作業一覧:
1. 提示文の「2014-08-26 | 10住む・暮らす」から「宅地に競うように家を建てた。」に至るまでのすべてを、一字も変えずに書き写して返すこと。
2. 提示文で「日本が戦後復興の勢い盛んな時代」から始まる段落を、主な事実を残したまま短い箇条書きに書き直すこと。

提示文:
+--
私のつれづれ草子

書き手はいささかネガティブです。
夢や希望、癒し、活力を求められる方の深入りはお薦めしません。

災害

2014-08-26 | 10住む・暮らす
昨年とはうって変わって雨がちな夏。
来る日も来る日も降り続く雨に、不安を覚え始めていたが、とうとう大規模土砂崩れによる災害が発生してしまった。

ごく普通の人々が、穏やかに暮らす住宅密集地。

日本が戦後復興の勢い盛んな時代、故田中角栄首相の「日本列島改造論」という本が飛ぶように売れ、前向きでポジティブなムードに溢れていた頃。
持ち家政策に後押しされて、父母達の世代は、近郊の山を削り造成された宅地に競うように家を建てた。

まだ車を持つ家は数少なく、開発の計画に防災の観点は薄かった。
狭い路地と、急峻な道のりがスタンダードだった時代。
今では考えられない規格の宅地でも、市街地から程遠くない山沿いの地は、夢のマイホームを実現する現場だった。
+--
データ抜粋:
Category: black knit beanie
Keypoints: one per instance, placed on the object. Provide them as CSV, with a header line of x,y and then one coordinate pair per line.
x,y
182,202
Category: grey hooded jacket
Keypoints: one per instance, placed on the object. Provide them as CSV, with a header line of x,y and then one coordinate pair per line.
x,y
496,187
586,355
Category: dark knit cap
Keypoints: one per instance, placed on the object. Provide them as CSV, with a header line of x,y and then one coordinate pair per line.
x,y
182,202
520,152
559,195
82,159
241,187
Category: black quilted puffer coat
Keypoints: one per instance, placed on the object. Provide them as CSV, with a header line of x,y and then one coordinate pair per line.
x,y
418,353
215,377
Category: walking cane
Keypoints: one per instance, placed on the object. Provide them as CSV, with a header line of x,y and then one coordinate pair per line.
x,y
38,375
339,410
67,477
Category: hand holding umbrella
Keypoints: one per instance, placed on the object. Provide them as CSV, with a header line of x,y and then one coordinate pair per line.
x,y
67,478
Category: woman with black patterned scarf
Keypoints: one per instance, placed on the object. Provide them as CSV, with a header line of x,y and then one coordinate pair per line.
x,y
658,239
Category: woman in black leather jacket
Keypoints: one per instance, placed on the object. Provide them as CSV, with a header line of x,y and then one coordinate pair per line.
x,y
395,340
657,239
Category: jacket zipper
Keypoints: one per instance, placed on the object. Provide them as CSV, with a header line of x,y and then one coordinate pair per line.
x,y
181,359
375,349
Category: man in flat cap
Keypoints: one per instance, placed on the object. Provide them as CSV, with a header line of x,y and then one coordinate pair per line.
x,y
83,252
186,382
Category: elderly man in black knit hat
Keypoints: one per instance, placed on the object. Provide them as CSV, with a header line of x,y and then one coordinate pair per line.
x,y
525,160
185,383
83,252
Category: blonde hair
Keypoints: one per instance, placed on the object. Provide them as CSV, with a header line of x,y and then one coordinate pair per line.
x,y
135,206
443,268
+--
作業別の解答:
1.
2014-08-26 | 10住む・暮らす
昨年とはうって変わって雨がちな夏。
来る日も来る日も降り続く雨に、不安を覚え始めていたが、とうとう大規模土砂崩れによる災害が発生してしまった。

ごく普通の人々が、穏やかに暮らす住宅密集地。

日本が戦後復興の勢い盛んな時代、故田中角栄首相の「日本列島改造論」という本が飛ぶように売れ、前向きでポジティブなムードに溢れていた頃。
持ち家政策に後押しされて、父母達の世代は、近郊の山を削り造成された宅地に競うように家を建てた。

2.
- 戦後復興の勢いが盛んな時代、故田中角栄首相の『日本列島改造論』がよく売れ、世の中は前向きなムードに溢れていた。
- 持ち家政策に後押しされ、父母達の世代は近郊の山を削って造成された宅地に競うように家を建てた。